> Parts of the exercise
1. In the cancer account, what day was the writer supposed to start chemo?
2. Please say whether each statement agrees with the cancer account, and quote the deciding words: (a) The implant began leaking on the writer's birthday. (b) The breast clinic told the writer to come in right away. (c) The writer was told a new implant would probably be needed.

> Text under study

I was supposed to start chemo on Friday. If there’s one thing having cancer has taught me, it’s that planning is pretty much futile. Everything changes – from the day of diagnosis, your life is taken entirely out of your hands and placed carefully into those of surgeons and doctors and you are left to rely on your body to do what you need it to.
On my birthday, Chris and I were sat in a Zipcar on the way to Longleat Safari Park when my new boob sprang a leak. Luckily for me, I hadn’t spontaneously started lactating, but the patch of skin I was struggling to heal had breached my implant. Infection is the enemy of the implant and if stuff was coming out, stuff could get in. A
slightly frantic cool and aloof phone call to the breast clinic told me to carry on with my day. My BCN knew it was my birthday and as I was scheduled to have the wound stitched up the next day, there was no benefit to going into clinic. I was advised that in light of the leak, I’d probably need a new implant.

> Source material
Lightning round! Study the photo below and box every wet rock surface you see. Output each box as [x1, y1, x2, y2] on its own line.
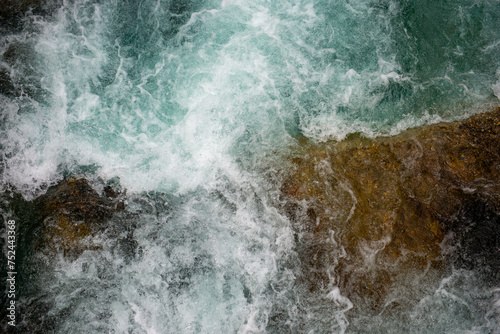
[36, 178, 124, 253]
[283, 109, 500, 312]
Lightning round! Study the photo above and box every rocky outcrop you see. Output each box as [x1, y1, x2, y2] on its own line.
[283, 110, 500, 310]
[36, 178, 124, 254]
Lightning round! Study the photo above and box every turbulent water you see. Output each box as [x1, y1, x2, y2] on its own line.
[0, 0, 500, 333]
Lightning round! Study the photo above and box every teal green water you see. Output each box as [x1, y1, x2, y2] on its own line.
[0, 0, 500, 333]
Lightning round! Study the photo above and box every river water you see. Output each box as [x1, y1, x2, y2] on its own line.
[0, 0, 500, 333]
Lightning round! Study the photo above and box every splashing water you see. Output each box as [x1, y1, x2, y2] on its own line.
[0, 0, 500, 333]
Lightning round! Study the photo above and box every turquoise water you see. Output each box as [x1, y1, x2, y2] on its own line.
[0, 0, 500, 333]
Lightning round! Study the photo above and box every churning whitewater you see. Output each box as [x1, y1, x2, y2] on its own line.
[0, 0, 500, 333]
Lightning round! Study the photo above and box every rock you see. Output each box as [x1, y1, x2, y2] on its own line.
[36, 178, 124, 254]
[282, 109, 500, 311]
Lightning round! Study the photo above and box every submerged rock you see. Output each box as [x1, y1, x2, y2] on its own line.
[36, 178, 124, 254]
[283, 109, 500, 311]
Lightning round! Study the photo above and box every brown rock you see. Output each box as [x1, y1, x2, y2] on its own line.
[37, 178, 123, 254]
[283, 109, 500, 310]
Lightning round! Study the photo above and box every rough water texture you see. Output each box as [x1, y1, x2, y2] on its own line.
[283, 110, 500, 333]
[0, 0, 500, 333]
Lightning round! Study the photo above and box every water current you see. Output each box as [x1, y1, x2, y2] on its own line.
[0, 0, 500, 334]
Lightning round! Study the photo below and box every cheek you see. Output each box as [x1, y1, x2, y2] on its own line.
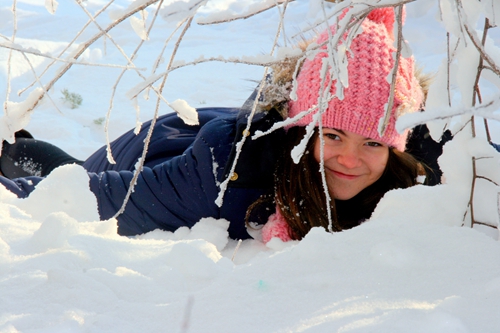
[314, 137, 321, 163]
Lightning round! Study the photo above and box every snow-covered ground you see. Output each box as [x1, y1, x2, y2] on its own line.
[0, 0, 500, 333]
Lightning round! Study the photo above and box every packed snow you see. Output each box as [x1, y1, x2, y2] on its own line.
[0, 0, 500, 333]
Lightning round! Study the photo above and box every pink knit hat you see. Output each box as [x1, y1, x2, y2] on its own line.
[288, 7, 423, 151]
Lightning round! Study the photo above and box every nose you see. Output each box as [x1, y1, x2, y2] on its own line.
[337, 145, 361, 169]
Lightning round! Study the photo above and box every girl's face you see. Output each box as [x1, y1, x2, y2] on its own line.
[314, 128, 389, 200]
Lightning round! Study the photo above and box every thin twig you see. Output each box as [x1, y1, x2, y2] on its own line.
[18, 0, 115, 96]
[114, 15, 194, 218]
[20, 0, 159, 112]
[231, 239, 242, 262]
[379, 6, 403, 137]
[196, 0, 295, 25]
[215, 1, 288, 207]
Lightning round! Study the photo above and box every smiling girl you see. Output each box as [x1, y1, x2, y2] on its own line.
[0, 8, 430, 241]
[262, 8, 424, 242]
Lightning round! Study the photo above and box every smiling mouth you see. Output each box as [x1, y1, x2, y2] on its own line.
[331, 170, 359, 180]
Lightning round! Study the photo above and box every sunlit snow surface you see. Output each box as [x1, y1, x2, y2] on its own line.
[0, 0, 500, 333]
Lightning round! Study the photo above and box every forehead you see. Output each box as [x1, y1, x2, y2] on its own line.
[323, 127, 379, 141]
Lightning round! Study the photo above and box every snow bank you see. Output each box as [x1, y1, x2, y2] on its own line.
[0, 166, 500, 333]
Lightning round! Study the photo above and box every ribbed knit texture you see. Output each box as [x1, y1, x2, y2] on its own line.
[289, 7, 423, 151]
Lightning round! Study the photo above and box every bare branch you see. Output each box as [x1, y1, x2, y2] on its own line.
[379, 6, 403, 137]
[18, 0, 115, 96]
[0, 43, 146, 70]
[196, 0, 294, 25]
[114, 16, 194, 218]
[20, 0, 159, 112]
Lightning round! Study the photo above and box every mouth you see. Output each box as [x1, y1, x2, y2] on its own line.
[330, 170, 359, 180]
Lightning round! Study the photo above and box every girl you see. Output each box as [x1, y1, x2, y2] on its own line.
[0, 8, 430, 240]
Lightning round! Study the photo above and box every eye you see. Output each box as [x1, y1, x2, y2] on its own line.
[365, 141, 383, 147]
[325, 133, 340, 140]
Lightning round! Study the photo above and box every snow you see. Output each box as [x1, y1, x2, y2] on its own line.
[0, 0, 500, 333]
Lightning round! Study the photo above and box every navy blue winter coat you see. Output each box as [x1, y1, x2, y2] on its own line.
[0, 108, 284, 239]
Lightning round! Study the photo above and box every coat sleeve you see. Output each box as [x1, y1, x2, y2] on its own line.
[89, 118, 234, 236]
[0, 176, 43, 198]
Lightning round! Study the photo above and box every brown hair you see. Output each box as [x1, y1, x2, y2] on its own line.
[254, 126, 423, 239]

> Responses per task
1. Friday.

2.
(a) Yes: "On my birthday, Chris and I were sat in a Zipcar on the way to Longleat Safari Park when my new boob sprang a leak."
(b) No: "told me to carry on with my day."
(c) Yes: "I was advised that in light of the leak, I’d probably need a new implant."